──────── Input material

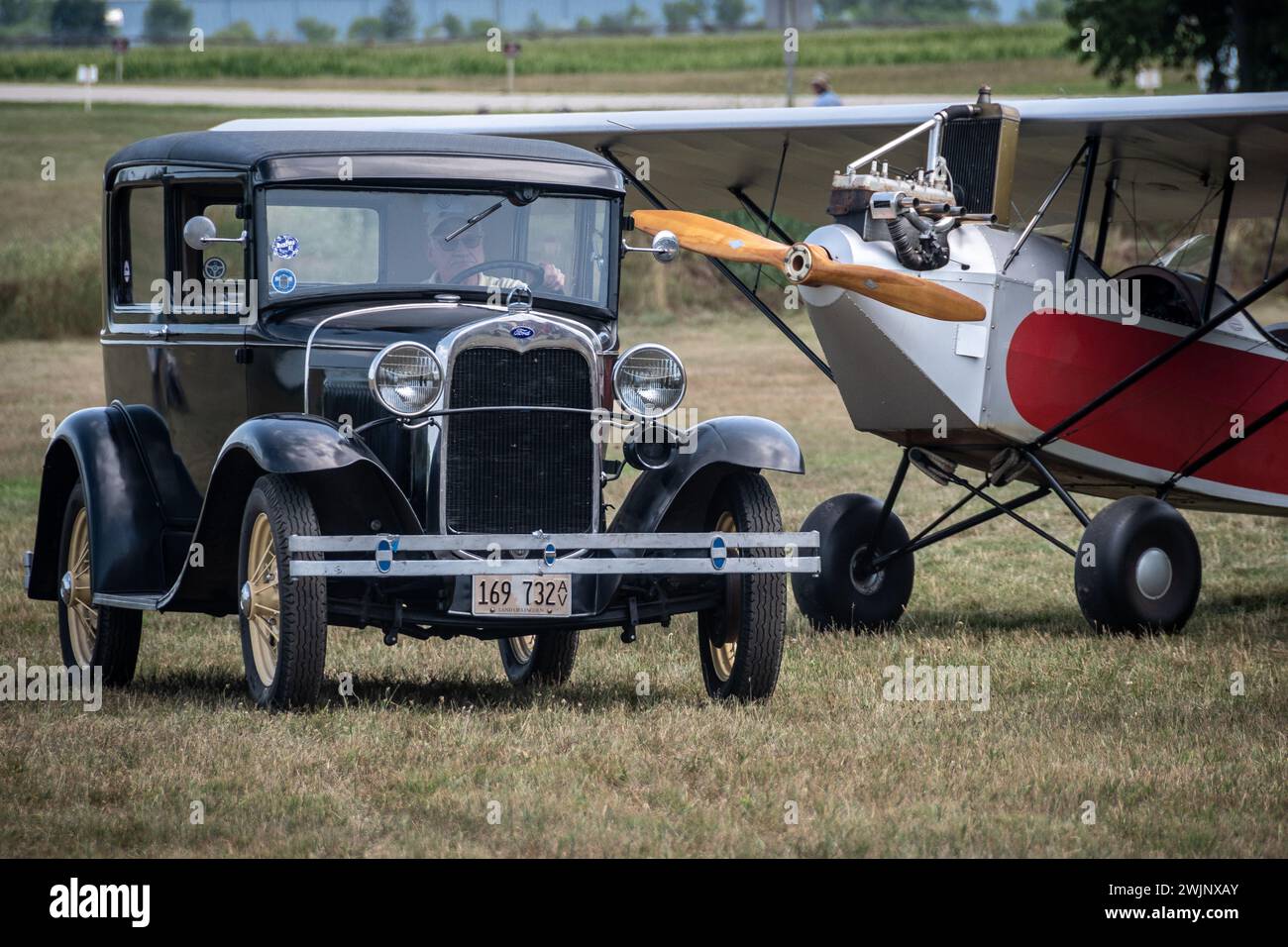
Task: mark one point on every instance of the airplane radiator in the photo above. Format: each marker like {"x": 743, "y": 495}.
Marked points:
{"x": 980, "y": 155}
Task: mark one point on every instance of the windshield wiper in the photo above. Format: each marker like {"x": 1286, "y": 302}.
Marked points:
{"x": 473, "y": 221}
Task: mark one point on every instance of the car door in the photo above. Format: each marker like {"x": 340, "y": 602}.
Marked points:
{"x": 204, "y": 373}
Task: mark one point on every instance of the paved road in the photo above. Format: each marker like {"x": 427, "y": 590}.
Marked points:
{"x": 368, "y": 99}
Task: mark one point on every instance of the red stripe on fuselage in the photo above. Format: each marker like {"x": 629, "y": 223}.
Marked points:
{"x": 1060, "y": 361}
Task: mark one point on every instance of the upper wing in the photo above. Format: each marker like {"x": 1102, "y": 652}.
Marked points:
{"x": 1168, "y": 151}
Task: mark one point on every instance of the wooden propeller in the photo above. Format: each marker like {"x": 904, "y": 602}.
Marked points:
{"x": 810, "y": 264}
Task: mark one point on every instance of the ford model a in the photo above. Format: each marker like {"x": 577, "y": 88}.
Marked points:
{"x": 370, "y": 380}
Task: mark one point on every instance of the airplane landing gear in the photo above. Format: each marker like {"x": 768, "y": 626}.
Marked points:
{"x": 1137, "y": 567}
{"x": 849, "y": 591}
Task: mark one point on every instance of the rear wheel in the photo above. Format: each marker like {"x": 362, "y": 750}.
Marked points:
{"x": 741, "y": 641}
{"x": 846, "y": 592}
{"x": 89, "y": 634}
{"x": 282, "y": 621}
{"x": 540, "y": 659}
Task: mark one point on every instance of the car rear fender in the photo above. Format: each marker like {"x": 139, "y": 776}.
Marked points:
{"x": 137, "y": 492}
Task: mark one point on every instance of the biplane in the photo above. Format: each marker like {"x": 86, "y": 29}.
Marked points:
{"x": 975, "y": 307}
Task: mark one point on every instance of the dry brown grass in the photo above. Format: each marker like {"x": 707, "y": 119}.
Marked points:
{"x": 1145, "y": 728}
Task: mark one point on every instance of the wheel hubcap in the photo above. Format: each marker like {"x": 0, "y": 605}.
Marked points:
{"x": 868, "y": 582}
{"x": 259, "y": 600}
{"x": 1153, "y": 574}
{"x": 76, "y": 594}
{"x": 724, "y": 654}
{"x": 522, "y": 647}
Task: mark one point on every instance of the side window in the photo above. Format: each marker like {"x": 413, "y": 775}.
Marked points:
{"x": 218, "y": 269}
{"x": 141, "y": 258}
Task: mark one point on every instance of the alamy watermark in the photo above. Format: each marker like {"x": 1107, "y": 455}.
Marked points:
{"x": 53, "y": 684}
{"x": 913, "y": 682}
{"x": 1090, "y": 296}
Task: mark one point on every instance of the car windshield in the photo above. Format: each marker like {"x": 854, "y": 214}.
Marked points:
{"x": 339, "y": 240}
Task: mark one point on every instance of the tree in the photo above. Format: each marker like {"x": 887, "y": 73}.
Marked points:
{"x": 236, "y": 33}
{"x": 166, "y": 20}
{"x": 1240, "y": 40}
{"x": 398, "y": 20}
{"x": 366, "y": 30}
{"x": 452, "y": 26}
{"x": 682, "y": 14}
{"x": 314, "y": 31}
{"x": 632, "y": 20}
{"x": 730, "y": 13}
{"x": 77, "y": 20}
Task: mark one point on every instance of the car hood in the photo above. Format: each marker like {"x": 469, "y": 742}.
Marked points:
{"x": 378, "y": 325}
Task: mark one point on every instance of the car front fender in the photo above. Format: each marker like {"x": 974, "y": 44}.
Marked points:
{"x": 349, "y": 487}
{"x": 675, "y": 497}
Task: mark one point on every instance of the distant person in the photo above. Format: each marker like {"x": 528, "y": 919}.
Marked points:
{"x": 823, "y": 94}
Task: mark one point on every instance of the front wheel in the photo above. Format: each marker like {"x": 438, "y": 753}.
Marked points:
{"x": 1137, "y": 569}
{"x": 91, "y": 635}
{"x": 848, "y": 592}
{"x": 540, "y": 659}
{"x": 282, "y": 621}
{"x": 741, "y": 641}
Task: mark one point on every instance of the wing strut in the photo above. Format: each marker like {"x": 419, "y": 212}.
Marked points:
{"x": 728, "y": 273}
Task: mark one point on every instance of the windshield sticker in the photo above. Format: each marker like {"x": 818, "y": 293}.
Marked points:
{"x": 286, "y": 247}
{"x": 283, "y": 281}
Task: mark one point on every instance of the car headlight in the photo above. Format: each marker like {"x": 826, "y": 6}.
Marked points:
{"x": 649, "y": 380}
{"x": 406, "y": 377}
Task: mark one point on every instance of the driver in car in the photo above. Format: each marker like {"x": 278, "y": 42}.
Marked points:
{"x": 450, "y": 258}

────────────────
──────── Input material

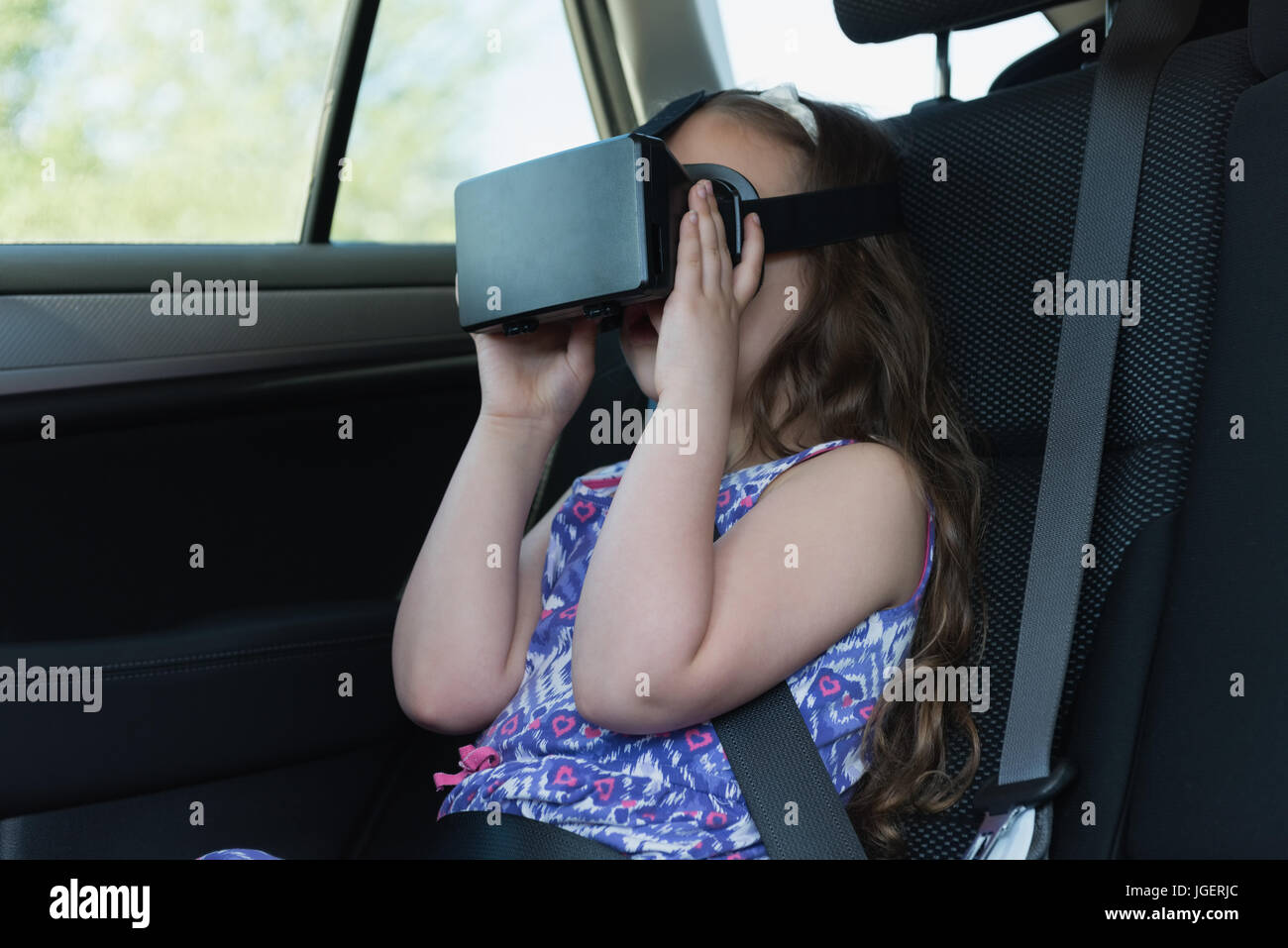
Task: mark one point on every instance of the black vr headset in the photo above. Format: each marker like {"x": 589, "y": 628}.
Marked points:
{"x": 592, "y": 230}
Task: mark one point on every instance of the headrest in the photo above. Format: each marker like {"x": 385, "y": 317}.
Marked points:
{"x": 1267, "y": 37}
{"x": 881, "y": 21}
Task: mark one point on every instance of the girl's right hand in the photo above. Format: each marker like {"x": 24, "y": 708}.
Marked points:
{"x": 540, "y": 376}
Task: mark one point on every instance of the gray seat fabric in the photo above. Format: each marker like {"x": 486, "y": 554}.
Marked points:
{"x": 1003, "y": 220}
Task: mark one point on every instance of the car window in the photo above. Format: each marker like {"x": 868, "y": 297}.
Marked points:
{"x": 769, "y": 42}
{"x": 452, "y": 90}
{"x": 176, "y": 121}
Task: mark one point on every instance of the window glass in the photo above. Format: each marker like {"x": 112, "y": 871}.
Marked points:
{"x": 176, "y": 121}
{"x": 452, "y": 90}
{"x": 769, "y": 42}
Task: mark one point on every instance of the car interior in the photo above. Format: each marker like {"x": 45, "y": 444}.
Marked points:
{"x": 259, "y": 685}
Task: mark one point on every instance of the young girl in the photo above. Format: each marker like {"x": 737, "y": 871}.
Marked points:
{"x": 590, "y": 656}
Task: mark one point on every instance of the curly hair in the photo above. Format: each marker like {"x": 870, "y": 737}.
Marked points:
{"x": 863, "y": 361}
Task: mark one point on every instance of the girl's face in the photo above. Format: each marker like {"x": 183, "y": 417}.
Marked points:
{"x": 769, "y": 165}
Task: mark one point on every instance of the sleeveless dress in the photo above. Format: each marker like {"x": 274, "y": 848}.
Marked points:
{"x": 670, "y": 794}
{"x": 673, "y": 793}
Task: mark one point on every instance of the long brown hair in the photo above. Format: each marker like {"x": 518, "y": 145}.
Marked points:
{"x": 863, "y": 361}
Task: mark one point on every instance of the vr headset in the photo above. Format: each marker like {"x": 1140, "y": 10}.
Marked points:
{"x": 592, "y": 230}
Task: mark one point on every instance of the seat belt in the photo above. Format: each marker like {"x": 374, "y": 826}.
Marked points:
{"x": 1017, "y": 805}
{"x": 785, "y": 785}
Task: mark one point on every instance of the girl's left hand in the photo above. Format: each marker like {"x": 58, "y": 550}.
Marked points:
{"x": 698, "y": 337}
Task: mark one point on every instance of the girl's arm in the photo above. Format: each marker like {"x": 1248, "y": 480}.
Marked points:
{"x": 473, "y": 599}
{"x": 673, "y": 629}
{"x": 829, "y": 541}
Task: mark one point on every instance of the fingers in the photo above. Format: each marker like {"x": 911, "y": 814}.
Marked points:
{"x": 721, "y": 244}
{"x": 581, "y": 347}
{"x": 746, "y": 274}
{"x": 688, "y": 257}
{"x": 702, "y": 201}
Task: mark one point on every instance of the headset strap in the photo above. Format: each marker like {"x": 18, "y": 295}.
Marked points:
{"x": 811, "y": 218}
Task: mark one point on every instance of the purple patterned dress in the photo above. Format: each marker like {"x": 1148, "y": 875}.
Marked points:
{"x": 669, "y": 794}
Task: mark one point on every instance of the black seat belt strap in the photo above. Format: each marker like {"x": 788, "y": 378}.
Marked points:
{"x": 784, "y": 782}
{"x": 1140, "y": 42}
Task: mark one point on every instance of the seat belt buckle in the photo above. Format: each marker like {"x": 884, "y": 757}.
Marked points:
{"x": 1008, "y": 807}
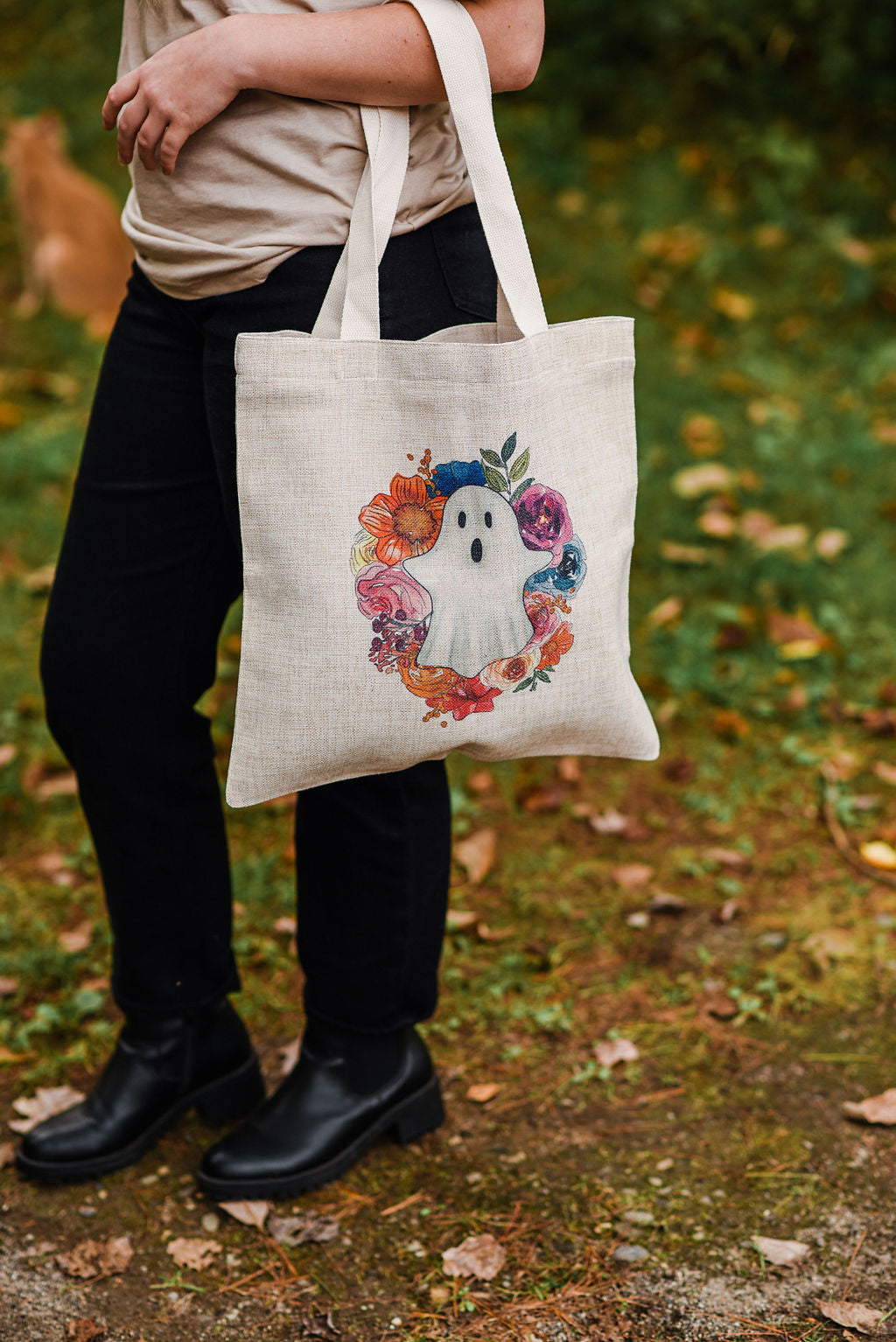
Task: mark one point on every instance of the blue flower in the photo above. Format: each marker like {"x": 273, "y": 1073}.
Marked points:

────────────────
──────── Input material

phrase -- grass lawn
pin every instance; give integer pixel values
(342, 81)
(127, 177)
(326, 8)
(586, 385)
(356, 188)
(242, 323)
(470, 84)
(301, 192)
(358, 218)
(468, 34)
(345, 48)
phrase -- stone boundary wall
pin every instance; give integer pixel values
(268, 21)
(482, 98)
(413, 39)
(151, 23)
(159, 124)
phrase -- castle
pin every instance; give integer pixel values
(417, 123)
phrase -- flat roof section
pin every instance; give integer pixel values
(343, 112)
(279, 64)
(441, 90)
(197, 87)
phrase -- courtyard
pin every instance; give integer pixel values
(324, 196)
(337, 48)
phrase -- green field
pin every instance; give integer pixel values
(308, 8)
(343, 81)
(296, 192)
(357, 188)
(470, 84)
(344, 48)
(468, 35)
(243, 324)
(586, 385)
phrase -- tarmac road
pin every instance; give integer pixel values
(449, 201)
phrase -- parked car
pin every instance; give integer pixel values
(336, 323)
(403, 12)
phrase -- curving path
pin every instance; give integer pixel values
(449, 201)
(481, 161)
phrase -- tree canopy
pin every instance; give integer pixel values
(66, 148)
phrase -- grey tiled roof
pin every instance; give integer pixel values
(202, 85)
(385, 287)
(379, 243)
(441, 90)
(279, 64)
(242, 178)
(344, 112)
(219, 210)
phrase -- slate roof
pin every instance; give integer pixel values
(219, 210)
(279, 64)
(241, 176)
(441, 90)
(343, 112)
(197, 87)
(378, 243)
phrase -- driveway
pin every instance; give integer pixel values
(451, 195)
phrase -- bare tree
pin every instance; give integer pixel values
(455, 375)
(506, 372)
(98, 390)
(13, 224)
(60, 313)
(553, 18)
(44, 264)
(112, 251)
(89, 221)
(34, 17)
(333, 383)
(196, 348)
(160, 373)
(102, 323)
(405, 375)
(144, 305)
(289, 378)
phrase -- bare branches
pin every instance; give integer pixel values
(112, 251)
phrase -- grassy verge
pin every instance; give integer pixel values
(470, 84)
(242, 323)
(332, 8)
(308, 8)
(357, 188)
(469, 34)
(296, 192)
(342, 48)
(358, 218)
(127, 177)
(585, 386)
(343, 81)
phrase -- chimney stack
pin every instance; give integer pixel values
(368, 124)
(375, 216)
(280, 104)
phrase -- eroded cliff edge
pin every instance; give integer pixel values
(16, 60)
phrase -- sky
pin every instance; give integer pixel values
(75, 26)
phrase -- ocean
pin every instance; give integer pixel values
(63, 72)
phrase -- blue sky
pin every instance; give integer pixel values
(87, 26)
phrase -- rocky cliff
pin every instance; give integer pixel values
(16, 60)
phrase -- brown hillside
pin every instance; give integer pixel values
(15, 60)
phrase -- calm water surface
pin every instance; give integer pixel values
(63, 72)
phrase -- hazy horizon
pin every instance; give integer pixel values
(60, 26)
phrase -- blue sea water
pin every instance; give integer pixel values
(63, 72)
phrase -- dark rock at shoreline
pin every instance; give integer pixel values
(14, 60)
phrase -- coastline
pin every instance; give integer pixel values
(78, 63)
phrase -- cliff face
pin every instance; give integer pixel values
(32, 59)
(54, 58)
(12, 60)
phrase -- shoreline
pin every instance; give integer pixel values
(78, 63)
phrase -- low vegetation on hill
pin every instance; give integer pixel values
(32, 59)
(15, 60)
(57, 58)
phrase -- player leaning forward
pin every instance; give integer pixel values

────────────────

#### Directive
Report every line in the records above that contains the word "airplane", copying each line in full.

#### Solution
Task: mark one point on every instance of the airplane radiator in the photo above. Format: each marker like {"x": 743, "y": 495}.
Task: mark one point on every instance of the airplane landing gear in the photo above. Format: each marker like {"x": 768, "y": 626}.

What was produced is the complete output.